_Objective:_ Retype the complete listing exactly as it appears.

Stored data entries
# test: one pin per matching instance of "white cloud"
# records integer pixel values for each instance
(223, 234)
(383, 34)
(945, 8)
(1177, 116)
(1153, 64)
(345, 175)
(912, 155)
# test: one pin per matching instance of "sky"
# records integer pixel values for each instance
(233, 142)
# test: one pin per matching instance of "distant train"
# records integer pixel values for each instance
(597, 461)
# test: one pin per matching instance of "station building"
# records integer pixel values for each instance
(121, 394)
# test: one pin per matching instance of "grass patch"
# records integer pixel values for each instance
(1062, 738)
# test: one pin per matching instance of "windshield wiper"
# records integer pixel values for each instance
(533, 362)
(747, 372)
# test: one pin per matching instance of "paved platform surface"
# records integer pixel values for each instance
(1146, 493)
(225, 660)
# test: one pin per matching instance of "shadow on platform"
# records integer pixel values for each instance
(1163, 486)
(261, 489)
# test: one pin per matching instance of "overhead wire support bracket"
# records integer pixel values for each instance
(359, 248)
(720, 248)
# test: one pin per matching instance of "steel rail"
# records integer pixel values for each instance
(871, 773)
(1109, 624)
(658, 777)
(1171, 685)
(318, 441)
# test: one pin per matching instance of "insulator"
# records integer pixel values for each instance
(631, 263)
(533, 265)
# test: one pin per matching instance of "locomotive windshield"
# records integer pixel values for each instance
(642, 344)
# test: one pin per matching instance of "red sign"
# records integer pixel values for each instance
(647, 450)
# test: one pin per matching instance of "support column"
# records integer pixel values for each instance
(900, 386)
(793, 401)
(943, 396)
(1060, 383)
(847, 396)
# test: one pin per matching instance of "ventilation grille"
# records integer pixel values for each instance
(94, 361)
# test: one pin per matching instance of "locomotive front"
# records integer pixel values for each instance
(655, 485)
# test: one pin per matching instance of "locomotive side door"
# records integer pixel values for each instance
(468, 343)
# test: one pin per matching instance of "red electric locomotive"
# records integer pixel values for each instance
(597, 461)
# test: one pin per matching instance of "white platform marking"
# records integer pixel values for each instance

_Response for this exercise:_
# test: one pin per matching instance of "white cloud"
# records integer pixel values for each instance
(223, 234)
(383, 34)
(945, 8)
(1177, 116)
(1153, 64)
(345, 175)
(912, 155)
# test: one pin per matching instance of "sky"
# records integer pixel values for each instance
(233, 142)
# test: one pin per matching instance of "distant train"
# records integer pixel values for each instance
(597, 461)
# test: one pin per matching instance of "station building"
# records integer pixel values for each instance
(121, 394)
# test: one pin per matching instance of "grass patch"
# records integer pixel values for each instance
(1062, 738)
# test: one pin per matching instance of "windshield wiper"
# records integer pixel values for each instance
(533, 362)
(747, 372)
# test: one pin per matching instance of "paved platform surface"
# records integer pixel values for each instance
(1146, 493)
(225, 660)
# test: one pin per matching instance of "shadow on platform"
# records integer pixel values for each instance
(1163, 486)
(261, 489)
# test: one pin per matching instance of "overhead wire support bracket"
# records integer pixel values for each instance
(359, 248)
(720, 248)
# test: one pin per matching instance of "steel rail"
# records integer pixel values for each instance
(871, 773)
(1109, 624)
(658, 777)
(1171, 685)
(318, 441)
# test: one pin per matching instance of "insulator"
# records integer pixel values for each instance
(631, 263)
(533, 265)
# test: one pin per matching instance of "locomotive windshield"
# records integer pixel values for each instance
(642, 344)
# test: one pin per matching instance of "red sign"
# records integer pixel values for each instance
(647, 450)
# test: one pin per matching instance of "support column"
# records integer pixel values for each instance
(900, 386)
(793, 401)
(943, 396)
(1060, 383)
(847, 396)
# test: one pin per matching instance of "ventilation grille"
# records integer pixel values for each instance
(94, 361)
# test: one pin per matching instance of "locomotive front"
# records integer pixel values for each instance
(655, 485)
# test: one pin per matching instance of "locomotive side door"
# records integer pixel values for each instance
(468, 343)
# test: one pin per matching instance of "red electric locomotive"
# records integer pixel values for each instance
(597, 461)
# test: one pin per matching instance of "white platform marking"
# records integer pixel values for each instance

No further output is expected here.